Exercise task:
Substitute "top" for "upper" in the items, starting at the beginning and ending at the line that contains "x=118, y=112". Return only those lines, otherwise unchanged and without the pictures.

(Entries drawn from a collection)
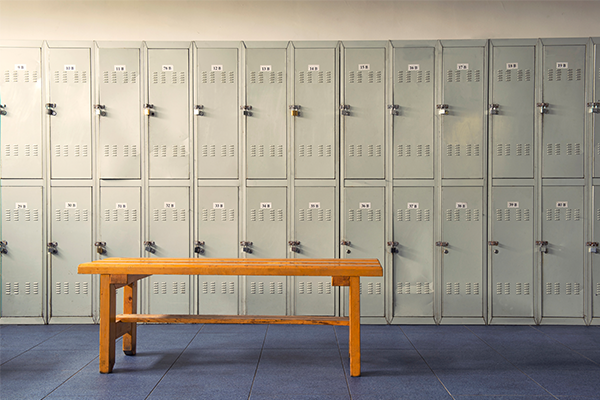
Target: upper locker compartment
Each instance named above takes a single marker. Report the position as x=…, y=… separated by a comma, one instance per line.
x=168, y=113
x=563, y=108
x=265, y=110
x=20, y=112
x=118, y=112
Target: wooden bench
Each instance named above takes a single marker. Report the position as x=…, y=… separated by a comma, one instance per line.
x=124, y=273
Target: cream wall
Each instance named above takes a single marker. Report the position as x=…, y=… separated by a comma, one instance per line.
x=295, y=20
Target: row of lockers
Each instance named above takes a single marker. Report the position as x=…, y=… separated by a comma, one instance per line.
x=262, y=110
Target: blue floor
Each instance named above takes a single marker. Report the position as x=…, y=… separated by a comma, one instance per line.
x=304, y=363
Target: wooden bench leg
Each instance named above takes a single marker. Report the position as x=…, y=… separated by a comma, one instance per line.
x=107, y=324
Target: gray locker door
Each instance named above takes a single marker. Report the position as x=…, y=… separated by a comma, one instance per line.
x=119, y=130
x=563, y=125
x=462, y=266
x=217, y=93
x=315, y=127
x=169, y=229
x=513, y=90
x=314, y=228
x=71, y=128
x=414, y=92
x=513, y=258
x=266, y=129
x=364, y=128
x=266, y=228
x=463, y=129
x=413, y=264
x=168, y=128
x=71, y=228
x=20, y=92
x=218, y=230
x=23, y=265
x=364, y=228
x=562, y=265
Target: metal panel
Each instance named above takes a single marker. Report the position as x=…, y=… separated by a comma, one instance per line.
x=563, y=124
x=414, y=92
x=20, y=93
x=266, y=130
x=463, y=129
x=23, y=264
x=562, y=265
x=512, y=130
x=218, y=219
x=266, y=228
x=314, y=228
x=315, y=126
x=119, y=131
x=413, y=263
x=512, y=259
x=462, y=266
x=217, y=122
x=71, y=228
x=364, y=127
x=168, y=128
x=70, y=86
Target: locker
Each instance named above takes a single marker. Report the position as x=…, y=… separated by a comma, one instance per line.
x=218, y=218
x=463, y=128
x=71, y=230
x=562, y=264
x=512, y=128
x=462, y=271
x=23, y=266
x=413, y=120
x=266, y=228
x=413, y=261
x=21, y=98
x=217, y=119
x=364, y=126
x=314, y=228
x=266, y=127
x=364, y=225
x=119, y=128
x=169, y=229
x=563, y=125
x=315, y=125
x=168, y=122
x=512, y=257
x=70, y=90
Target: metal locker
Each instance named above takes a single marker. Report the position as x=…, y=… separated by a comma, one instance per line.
x=314, y=237
x=70, y=113
x=511, y=111
x=562, y=248
x=216, y=113
x=364, y=237
x=511, y=246
x=266, y=99
x=22, y=252
x=168, y=236
x=168, y=113
x=21, y=112
x=461, y=247
x=118, y=113
x=218, y=218
x=266, y=231
x=412, y=248
x=70, y=245
x=413, y=112
x=363, y=111
x=461, y=112
x=563, y=109
x=314, y=112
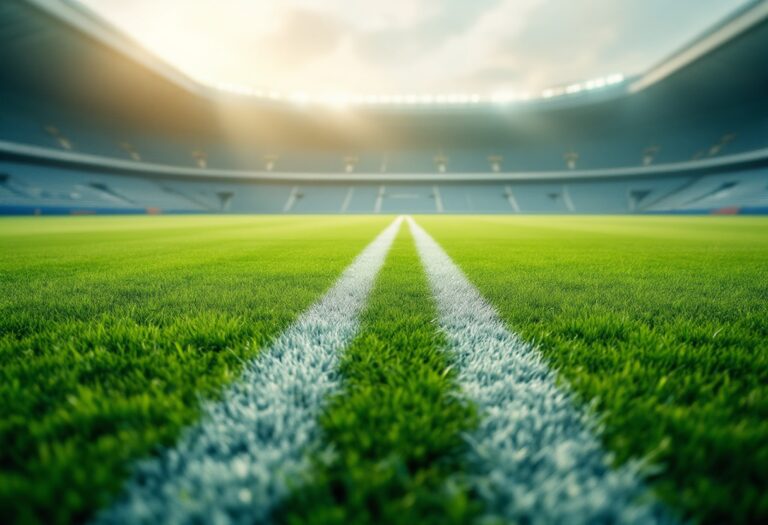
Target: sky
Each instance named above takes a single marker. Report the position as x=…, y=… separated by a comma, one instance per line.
x=411, y=46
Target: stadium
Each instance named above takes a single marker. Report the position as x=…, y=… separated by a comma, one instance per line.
x=226, y=303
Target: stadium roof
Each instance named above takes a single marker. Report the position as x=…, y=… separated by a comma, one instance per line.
x=42, y=42
x=25, y=30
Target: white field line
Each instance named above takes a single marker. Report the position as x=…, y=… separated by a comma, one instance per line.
x=248, y=450
x=535, y=457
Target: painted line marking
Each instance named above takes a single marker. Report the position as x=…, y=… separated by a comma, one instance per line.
x=237, y=463
x=536, y=457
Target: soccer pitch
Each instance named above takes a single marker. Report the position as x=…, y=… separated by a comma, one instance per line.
x=356, y=369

Written response:
Target: top locker compartment
Each instance named above takes a single marker. Report the position as x=…, y=… separated by a comma, one instance per line.
x=168, y=113
x=563, y=108
x=265, y=110
x=20, y=112
x=118, y=112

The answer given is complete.